The line containing "In which part of this frame does the loose" and every line after it through the end of the records: return those exactly, and nothing more.

Collected data
━━━
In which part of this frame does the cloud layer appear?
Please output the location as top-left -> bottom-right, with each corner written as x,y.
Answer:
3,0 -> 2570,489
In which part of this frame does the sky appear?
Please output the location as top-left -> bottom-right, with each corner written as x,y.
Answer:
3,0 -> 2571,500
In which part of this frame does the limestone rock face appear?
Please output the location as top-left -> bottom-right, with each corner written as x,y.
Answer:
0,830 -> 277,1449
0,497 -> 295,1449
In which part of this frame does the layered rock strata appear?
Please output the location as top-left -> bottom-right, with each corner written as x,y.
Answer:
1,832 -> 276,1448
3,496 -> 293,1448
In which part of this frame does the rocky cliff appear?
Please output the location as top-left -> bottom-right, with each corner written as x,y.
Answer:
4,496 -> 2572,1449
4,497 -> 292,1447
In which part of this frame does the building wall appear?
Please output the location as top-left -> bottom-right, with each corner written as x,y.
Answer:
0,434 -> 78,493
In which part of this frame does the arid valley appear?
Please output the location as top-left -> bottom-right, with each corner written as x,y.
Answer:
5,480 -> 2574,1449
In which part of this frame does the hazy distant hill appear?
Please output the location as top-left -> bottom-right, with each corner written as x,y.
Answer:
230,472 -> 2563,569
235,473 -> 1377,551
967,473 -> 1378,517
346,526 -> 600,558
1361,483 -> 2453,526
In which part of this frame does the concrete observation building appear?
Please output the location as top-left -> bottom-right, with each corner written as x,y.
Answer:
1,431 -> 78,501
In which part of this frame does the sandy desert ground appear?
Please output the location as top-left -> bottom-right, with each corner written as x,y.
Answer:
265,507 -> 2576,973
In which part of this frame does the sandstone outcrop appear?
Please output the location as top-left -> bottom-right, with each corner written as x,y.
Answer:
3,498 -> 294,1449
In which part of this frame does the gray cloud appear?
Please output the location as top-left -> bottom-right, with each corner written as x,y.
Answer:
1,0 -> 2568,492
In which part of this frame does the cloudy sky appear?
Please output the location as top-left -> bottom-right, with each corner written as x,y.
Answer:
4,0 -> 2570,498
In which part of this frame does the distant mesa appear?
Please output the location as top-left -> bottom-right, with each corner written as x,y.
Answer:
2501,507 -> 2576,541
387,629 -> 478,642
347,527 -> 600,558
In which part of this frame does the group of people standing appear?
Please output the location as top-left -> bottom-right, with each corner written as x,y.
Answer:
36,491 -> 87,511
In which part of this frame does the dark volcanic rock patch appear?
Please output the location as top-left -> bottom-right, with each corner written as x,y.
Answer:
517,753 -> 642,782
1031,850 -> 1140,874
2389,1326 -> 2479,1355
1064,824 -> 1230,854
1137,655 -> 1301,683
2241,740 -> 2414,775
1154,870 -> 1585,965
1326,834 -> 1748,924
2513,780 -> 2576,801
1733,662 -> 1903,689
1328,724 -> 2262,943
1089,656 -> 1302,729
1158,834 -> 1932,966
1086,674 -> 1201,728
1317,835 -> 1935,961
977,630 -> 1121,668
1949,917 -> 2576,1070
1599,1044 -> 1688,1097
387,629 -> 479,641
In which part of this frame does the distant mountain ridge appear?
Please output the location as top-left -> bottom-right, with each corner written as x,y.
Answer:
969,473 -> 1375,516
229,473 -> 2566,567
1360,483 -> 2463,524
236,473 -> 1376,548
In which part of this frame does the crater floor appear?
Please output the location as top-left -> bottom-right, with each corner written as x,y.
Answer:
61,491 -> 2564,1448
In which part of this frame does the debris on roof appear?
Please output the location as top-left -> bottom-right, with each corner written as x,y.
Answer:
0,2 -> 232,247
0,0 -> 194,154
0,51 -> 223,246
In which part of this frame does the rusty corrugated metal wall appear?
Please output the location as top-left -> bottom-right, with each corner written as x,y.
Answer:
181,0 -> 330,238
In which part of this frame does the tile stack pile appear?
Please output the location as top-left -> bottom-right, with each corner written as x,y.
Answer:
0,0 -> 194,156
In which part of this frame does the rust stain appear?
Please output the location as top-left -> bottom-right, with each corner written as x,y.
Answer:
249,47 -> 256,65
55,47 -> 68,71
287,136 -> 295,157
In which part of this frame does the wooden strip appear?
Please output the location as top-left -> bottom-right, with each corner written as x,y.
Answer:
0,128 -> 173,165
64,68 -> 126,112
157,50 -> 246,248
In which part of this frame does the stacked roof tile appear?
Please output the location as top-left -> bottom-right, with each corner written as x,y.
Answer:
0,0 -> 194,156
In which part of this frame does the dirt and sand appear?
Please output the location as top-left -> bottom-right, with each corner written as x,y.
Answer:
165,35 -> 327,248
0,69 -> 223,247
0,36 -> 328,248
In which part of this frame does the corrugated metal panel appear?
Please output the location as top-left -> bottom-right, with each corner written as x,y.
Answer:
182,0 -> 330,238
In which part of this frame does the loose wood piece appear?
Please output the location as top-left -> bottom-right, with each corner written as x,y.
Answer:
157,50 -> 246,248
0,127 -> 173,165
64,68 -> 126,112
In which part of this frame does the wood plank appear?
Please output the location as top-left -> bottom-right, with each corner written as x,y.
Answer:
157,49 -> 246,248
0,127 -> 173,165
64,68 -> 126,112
━━━
#### SOLUTION FOR THIS TASK:
In which part of this frame does the loose wood piece appear?
Please output the location as top-left -> bottom-right, with each corner written as x,y.
Answer:
157,50 -> 246,248
0,127 -> 173,165
64,68 -> 126,112
In which part of this frame does the wood plank appear?
Please output the location as top-left -> bottom-right, with each corner written as x,y.
Answer:
157,49 -> 246,248
0,127 -> 173,165
64,68 -> 126,112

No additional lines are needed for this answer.